Required task:
Count the lines below that contain the string "lawn", treating uppercase and lowercase as different. Reply with the number alone.

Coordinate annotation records
◇ ◇ ◇ ◇ ◇

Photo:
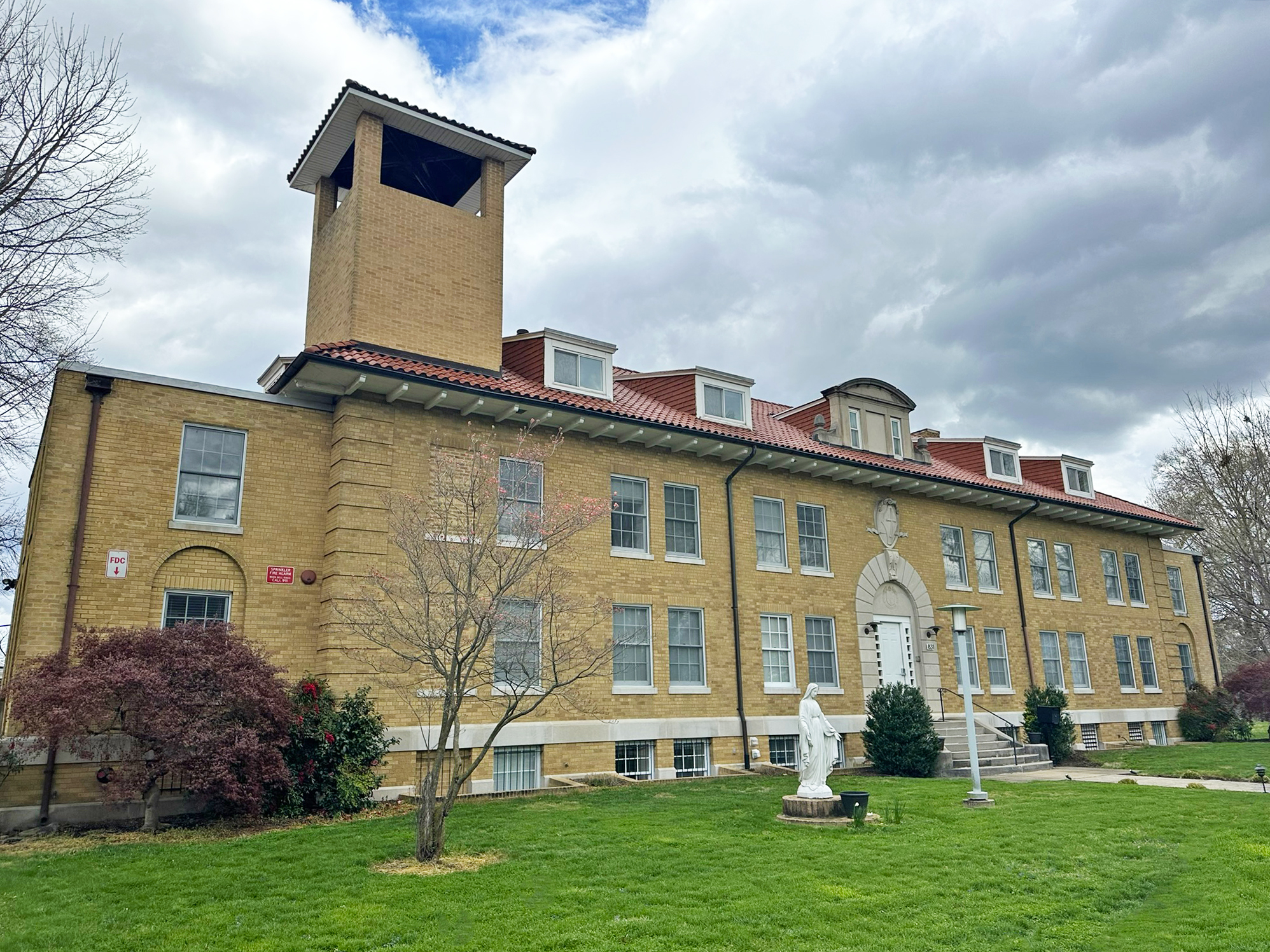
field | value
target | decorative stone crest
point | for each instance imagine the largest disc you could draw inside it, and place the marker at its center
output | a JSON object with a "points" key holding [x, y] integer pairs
{"points": [[887, 528]]}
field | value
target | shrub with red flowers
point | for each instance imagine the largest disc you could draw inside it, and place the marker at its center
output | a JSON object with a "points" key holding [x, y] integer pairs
{"points": [[335, 745]]}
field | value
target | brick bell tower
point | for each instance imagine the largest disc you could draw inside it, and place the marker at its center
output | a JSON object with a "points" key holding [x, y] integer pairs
{"points": [[408, 230]]}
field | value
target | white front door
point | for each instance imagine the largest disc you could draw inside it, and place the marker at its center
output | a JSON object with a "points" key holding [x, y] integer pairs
{"points": [[895, 650]]}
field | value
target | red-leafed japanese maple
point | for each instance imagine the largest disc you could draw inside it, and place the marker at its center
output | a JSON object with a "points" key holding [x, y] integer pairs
{"points": [[151, 701], [1250, 683]]}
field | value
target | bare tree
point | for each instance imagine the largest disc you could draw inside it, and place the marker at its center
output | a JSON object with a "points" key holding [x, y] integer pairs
{"points": [[1218, 476], [480, 620], [70, 195]]}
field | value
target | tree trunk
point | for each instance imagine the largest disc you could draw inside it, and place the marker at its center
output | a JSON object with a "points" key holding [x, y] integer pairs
{"points": [[429, 837], [151, 800]]}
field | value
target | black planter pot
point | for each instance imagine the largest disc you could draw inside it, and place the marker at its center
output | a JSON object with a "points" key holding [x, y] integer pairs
{"points": [[851, 799]]}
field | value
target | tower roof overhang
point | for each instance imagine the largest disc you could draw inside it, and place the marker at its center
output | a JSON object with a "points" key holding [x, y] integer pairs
{"points": [[337, 131]]}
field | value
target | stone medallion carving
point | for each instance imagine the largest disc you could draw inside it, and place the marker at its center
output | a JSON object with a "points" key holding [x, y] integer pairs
{"points": [[887, 530]]}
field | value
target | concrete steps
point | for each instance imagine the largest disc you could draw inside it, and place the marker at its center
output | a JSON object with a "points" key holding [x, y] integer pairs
{"points": [[997, 752]]}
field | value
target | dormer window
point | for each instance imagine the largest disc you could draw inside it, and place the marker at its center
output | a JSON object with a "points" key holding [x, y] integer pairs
{"points": [[580, 371], [1077, 480], [1002, 462], [724, 403], [723, 397]]}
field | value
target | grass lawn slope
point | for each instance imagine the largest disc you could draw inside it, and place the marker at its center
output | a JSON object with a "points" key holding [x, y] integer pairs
{"points": [[688, 866], [1224, 761]]}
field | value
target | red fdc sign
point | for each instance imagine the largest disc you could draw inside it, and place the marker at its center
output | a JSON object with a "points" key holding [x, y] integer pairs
{"points": [[280, 576]]}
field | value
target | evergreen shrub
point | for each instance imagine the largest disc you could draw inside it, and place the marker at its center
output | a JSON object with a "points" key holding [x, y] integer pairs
{"points": [[900, 733]]}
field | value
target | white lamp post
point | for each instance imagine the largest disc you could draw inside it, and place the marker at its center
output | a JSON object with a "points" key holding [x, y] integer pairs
{"points": [[961, 649]]}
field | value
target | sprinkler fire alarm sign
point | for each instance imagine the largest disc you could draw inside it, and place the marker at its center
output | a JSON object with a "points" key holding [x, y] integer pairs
{"points": [[116, 565]]}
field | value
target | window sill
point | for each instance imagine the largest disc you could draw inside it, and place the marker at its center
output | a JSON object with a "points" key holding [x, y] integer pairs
{"points": [[205, 527], [685, 560]]}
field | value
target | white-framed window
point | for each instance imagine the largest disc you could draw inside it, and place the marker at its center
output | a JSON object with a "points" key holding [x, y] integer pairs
{"points": [[629, 520], [778, 651], [1078, 660], [813, 537], [770, 532], [573, 369], [822, 651], [954, 556], [1175, 590], [634, 759], [986, 560], [1002, 464], [1077, 480], [520, 500], [1066, 564], [692, 758], [1124, 663], [210, 478], [1188, 665], [1112, 577], [687, 644], [783, 749], [723, 400], [633, 646], [1038, 560], [998, 661], [519, 644], [972, 658], [1147, 664], [682, 522], [1090, 736], [1050, 659], [517, 768], [854, 427], [1133, 579], [182, 607]]}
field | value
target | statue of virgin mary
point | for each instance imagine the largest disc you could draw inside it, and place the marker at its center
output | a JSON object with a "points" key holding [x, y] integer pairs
{"points": [[817, 747]]}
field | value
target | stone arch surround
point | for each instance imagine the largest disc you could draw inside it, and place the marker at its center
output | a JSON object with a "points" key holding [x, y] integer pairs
{"points": [[877, 574]]}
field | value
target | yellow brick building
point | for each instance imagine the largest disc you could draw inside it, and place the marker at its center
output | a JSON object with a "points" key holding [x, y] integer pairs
{"points": [[849, 527]]}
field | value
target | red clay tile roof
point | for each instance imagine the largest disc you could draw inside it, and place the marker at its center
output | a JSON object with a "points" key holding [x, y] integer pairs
{"points": [[769, 432]]}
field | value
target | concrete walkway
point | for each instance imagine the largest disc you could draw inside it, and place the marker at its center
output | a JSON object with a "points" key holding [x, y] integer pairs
{"points": [[1094, 775]]}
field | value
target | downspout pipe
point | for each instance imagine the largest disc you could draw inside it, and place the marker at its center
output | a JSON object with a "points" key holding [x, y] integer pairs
{"points": [[1019, 587], [1208, 620], [98, 387], [736, 606]]}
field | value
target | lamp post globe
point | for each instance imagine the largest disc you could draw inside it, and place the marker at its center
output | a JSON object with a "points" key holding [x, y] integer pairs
{"points": [[961, 651]]}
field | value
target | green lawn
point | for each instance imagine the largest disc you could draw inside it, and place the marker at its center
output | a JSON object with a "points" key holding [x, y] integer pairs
{"points": [[1229, 761], [696, 865]]}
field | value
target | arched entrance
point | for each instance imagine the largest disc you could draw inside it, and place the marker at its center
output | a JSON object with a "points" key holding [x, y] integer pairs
{"points": [[895, 611]]}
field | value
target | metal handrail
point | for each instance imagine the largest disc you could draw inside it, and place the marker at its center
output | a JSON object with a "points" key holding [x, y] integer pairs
{"points": [[1014, 742]]}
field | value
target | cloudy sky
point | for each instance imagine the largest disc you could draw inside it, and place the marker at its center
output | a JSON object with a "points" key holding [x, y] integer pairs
{"points": [[1044, 221]]}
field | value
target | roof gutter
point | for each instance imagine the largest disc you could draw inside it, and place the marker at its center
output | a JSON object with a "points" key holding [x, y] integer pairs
{"points": [[736, 606], [303, 358], [1019, 588]]}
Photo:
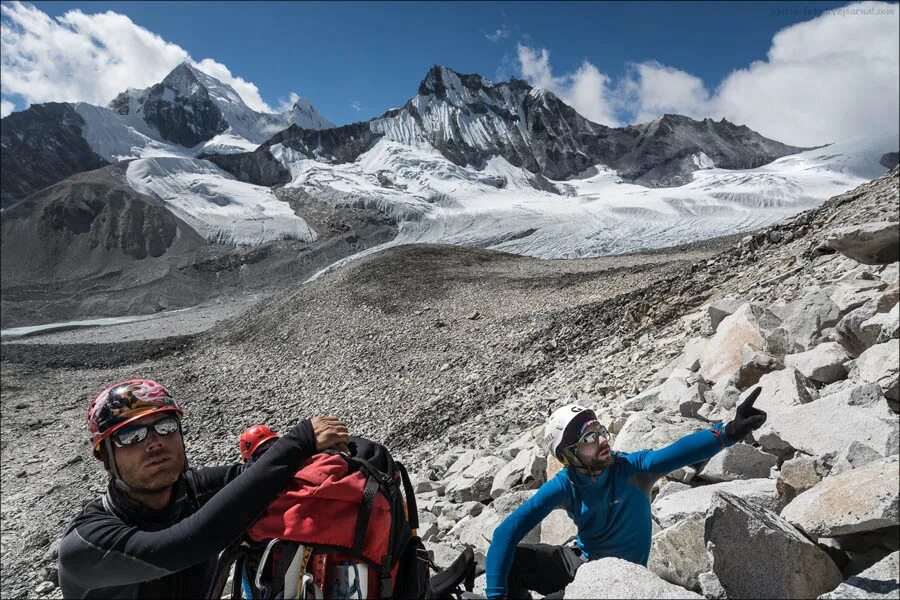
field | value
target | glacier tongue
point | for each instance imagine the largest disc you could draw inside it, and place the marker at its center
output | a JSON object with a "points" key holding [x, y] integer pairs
{"points": [[500, 207], [215, 204]]}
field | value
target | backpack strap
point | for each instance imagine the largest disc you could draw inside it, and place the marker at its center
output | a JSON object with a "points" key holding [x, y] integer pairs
{"points": [[365, 511], [412, 509]]}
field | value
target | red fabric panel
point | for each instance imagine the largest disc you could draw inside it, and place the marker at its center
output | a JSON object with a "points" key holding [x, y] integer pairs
{"points": [[321, 505]]}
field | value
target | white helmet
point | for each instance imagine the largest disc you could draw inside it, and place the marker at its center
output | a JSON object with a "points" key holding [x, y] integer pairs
{"points": [[558, 423]]}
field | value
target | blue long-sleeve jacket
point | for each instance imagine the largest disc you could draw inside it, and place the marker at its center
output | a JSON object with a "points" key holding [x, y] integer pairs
{"points": [[612, 512]]}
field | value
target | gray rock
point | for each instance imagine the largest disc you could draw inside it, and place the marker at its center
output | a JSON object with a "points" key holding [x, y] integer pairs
{"points": [[882, 327], [722, 308], [474, 482], [876, 243], [880, 364], [859, 500], [849, 333], [617, 578], [798, 475], [526, 469], [828, 425], [824, 363], [722, 356], [880, 581], [668, 486], [710, 586], [782, 390], [855, 292], [853, 456], [557, 528], [645, 430], [478, 531], [757, 554], [754, 364], [462, 462], [673, 508], [678, 553], [803, 324], [740, 461]]}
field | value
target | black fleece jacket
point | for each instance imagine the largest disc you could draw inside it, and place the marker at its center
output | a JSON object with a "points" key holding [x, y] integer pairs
{"points": [[117, 549]]}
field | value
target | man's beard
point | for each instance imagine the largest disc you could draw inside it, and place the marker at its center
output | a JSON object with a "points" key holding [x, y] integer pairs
{"points": [[161, 480]]}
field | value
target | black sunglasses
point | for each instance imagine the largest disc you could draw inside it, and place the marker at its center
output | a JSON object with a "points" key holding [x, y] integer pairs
{"points": [[138, 433]]}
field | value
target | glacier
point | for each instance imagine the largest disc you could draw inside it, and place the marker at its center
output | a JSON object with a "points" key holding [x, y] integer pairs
{"points": [[215, 204]]}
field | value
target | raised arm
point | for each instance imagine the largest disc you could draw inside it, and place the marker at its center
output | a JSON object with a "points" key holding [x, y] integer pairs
{"points": [[701, 445]]}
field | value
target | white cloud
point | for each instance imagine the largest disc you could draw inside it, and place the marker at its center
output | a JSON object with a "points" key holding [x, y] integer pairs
{"points": [[586, 90], [833, 77], [91, 58], [829, 78], [501, 33], [651, 89]]}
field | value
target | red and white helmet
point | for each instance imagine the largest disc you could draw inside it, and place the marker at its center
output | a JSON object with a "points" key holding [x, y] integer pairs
{"points": [[124, 402], [564, 427], [254, 437]]}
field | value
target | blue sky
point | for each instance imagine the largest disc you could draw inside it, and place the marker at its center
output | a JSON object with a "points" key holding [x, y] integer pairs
{"points": [[615, 62], [375, 53]]}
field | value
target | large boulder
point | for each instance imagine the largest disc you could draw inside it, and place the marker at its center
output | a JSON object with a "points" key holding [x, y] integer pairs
{"points": [[824, 363], [678, 553], [478, 531], [803, 323], [849, 330], [722, 355], [782, 390], [825, 427], [876, 243], [722, 308], [740, 461], [880, 364], [880, 581], [757, 554], [855, 290], [526, 469], [859, 500], [475, 481], [882, 327], [798, 475], [754, 365], [682, 505], [617, 578]]}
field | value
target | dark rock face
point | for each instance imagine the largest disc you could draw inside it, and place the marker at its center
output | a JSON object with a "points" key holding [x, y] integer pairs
{"points": [[258, 167], [889, 160], [40, 146], [469, 120], [179, 108], [338, 145]]}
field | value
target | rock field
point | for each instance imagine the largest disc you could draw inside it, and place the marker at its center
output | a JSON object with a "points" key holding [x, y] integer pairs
{"points": [[453, 357]]}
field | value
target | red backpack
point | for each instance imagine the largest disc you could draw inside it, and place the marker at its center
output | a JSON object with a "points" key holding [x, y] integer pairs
{"points": [[340, 529]]}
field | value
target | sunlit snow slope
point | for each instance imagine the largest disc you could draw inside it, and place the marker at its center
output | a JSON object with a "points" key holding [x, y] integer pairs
{"points": [[215, 204], [499, 206]]}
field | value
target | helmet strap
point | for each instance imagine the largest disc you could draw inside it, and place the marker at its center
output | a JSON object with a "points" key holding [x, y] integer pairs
{"points": [[110, 462]]}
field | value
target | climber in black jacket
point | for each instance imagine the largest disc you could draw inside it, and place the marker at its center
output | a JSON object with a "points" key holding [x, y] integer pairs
{"points": [[157, 531]]}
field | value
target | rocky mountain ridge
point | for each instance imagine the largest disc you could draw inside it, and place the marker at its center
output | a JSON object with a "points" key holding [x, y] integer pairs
{"points": [[473, 349], [468, 120]]}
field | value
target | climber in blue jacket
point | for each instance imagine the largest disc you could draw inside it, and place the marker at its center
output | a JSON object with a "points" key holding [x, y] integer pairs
{"points": [[606, 494]]}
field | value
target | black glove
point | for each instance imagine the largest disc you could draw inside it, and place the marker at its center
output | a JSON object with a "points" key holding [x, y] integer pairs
{"points": [[746, 419]]}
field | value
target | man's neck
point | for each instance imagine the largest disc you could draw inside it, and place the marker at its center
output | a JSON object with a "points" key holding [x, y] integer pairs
{"points": [[156, 500]]}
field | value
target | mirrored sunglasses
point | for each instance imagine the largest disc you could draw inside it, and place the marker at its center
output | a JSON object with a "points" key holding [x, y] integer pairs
{"points": [[138, 433], [593, 435]]}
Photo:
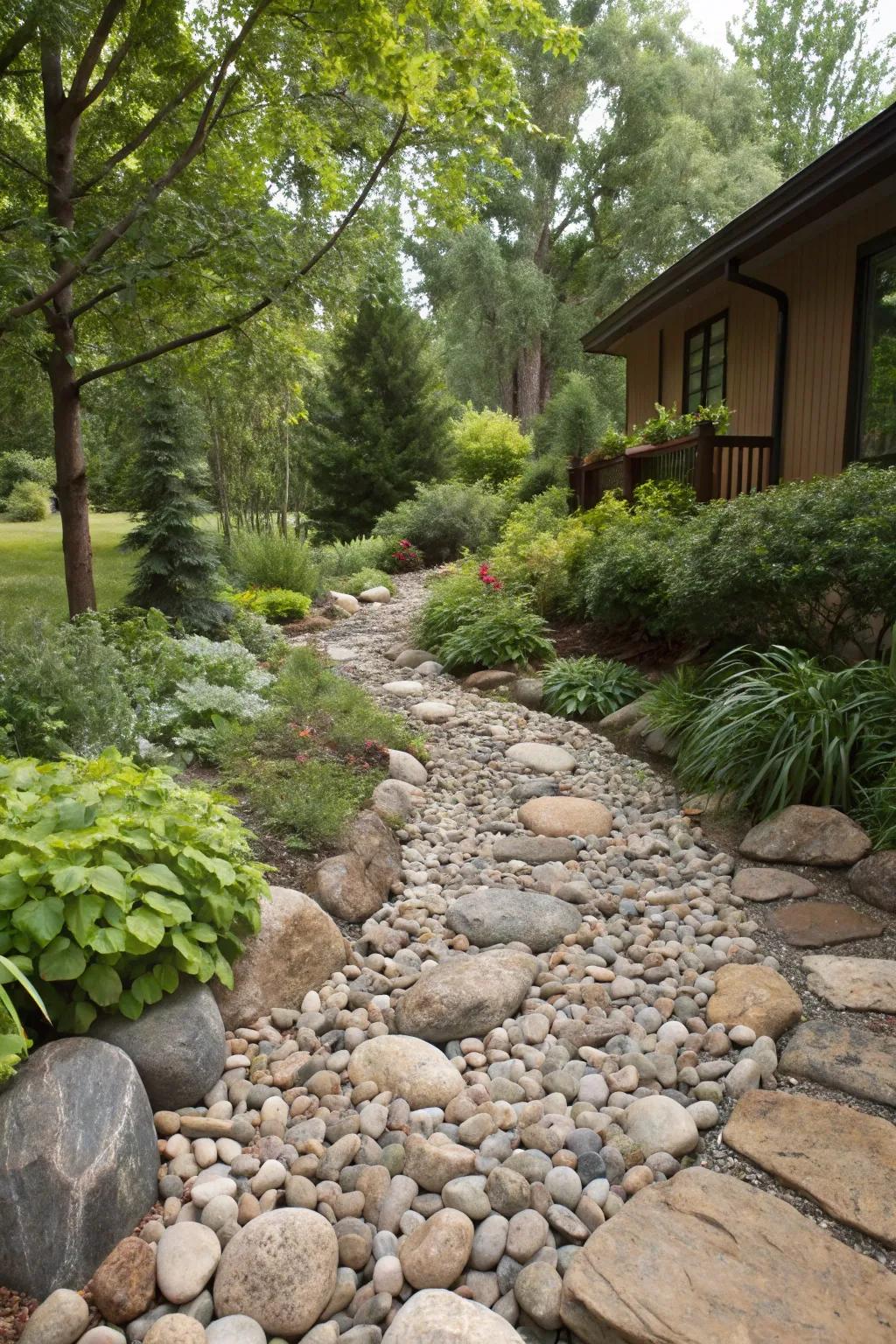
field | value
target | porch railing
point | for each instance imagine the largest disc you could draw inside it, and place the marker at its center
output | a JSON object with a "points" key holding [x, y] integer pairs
{"points": [[717, 466]]}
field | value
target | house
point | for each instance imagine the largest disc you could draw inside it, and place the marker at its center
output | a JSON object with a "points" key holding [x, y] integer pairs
{"points": [[788, 315]]}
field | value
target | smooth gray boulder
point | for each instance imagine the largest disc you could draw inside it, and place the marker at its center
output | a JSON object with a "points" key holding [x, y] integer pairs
{"points": [[78, 1163], [497, 914], [178, 1045]]}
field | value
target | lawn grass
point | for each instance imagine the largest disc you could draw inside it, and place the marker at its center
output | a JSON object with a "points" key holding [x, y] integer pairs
{"points": [[32, 574]]}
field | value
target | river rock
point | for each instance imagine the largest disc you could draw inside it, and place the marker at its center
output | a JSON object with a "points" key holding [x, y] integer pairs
{"points": [[768, 1274], [662, 1125], [298, 948], [439, 1318], [841, 1055], [566, 817], [754, 996], [861, 983], [821, 836], [465, 996], [875, 879], [78, 1163], [838, 1156], [124, 1286], [497, 914], [280, 1269], [542, 757], [771, 885], [436, 1253], [407, 1068], [178, 1045], [817, 924]]}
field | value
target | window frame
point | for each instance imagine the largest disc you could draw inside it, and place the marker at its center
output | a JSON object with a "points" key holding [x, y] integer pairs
{"points": [[865, 255]]}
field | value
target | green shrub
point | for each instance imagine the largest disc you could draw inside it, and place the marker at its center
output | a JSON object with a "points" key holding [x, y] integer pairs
{"points": [[271, 561], [115, 880], [446, 518], [489, 446], [590, 687], [504, 631], [27, 503], [780, 727], [277, 605], [361, 579]]}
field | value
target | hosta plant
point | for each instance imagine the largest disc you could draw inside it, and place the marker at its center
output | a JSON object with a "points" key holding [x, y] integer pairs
{"points": [[115, 880], [589, 689]]}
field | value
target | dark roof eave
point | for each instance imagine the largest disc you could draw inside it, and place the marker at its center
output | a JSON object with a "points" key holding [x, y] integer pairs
{"points": [[856, 163]]}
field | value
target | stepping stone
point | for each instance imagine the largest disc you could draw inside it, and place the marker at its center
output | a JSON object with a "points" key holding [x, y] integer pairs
{"points": [[821, 922], [466, 996], [841, 1055], [534, 850], [496, 914], [433, 711], [875, 879], [409, 689], [771, 885], [838, 1156], [542, 757], [821, 836], [860, 983], [566, 817], [757, 998], [705, 1258]]}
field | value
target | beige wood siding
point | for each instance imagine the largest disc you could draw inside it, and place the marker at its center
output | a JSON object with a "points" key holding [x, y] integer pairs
{"points": [[817, 270]]}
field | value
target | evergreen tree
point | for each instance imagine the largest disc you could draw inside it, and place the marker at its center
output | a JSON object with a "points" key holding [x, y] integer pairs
{"points": [[178, 564], [383, 423]]}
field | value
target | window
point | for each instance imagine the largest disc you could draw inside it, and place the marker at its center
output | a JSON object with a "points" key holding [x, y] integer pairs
{"points": [[705, 363], [873, 390]]}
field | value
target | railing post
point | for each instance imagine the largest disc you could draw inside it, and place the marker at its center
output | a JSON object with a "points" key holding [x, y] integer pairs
{"points": [[704, 461]]}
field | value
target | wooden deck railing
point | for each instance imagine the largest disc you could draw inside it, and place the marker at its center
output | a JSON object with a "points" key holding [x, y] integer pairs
{"points": [[717, 466]]}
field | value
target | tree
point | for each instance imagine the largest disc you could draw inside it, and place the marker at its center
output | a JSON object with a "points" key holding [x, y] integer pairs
{"points": [[649, 144], [163, 158], [383, 420], [178, 570], [820, 72]]}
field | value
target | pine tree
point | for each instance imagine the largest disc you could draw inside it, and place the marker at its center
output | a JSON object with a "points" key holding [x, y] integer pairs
{"points": [[178, 564], [384, 416]]}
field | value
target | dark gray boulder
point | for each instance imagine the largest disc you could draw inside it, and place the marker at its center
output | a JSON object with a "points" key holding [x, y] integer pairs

◇ ◇ ◇ ◇ ◇

Solution to this task:
3